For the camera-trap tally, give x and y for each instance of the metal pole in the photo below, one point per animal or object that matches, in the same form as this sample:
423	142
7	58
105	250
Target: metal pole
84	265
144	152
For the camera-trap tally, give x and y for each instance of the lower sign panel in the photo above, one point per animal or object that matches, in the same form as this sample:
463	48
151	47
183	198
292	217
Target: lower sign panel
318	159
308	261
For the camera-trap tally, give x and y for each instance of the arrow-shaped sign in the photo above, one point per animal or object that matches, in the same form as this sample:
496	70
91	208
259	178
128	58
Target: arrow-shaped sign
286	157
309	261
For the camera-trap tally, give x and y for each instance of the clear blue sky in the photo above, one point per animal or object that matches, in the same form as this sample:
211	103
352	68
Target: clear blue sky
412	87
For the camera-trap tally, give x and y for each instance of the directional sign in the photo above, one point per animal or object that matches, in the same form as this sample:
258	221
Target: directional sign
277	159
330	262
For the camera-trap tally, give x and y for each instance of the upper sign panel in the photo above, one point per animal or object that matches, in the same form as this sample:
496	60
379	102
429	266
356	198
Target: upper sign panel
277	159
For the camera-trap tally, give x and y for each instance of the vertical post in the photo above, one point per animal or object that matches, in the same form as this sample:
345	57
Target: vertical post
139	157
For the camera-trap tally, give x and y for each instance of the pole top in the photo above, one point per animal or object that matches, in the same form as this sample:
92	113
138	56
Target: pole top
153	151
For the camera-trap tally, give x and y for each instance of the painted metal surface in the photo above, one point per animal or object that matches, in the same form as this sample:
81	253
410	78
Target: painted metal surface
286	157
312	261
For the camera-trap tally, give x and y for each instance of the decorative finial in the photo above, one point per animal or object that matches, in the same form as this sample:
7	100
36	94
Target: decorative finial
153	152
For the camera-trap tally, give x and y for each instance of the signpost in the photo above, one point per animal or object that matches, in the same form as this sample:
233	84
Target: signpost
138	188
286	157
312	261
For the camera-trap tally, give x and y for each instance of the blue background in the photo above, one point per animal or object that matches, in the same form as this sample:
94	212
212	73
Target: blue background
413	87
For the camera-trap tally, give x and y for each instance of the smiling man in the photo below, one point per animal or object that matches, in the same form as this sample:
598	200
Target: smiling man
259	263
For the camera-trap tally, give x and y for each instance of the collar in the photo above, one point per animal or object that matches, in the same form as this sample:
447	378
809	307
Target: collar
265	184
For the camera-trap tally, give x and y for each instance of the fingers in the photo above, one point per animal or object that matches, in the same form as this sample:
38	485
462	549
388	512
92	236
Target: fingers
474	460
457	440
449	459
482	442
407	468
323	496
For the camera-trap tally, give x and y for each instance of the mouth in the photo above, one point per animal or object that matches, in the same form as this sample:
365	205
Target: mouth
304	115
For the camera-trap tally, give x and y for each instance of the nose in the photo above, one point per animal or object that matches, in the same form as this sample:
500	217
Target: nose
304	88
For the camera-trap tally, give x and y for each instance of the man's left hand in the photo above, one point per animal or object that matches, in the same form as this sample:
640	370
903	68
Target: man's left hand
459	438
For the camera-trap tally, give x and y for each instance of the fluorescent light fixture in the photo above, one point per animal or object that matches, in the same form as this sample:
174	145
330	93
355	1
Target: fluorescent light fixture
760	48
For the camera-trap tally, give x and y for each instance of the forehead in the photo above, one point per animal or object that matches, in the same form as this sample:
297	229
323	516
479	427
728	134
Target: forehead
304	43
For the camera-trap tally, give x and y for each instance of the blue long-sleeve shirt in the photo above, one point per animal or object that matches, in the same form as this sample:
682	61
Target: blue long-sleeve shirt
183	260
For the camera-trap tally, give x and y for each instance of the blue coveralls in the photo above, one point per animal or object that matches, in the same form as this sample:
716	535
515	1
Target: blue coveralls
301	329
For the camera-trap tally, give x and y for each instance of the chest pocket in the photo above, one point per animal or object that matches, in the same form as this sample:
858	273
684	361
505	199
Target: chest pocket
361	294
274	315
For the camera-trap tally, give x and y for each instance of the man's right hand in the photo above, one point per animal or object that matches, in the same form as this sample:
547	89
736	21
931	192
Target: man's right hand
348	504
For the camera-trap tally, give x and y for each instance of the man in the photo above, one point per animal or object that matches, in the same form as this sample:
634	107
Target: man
________________
(Task): Which lines of the data hold the string "below"? Return each of them.

(Your response):
For the camera-trap tally, give x and y for each instance of the metal pole in the photo below, one point per animal or object that matches, in the same form as this sample:
For the camera-trap tally, give x and y for each instance of the smiling man in the photo below, one point per animal or object that matches, in the same form as this sample:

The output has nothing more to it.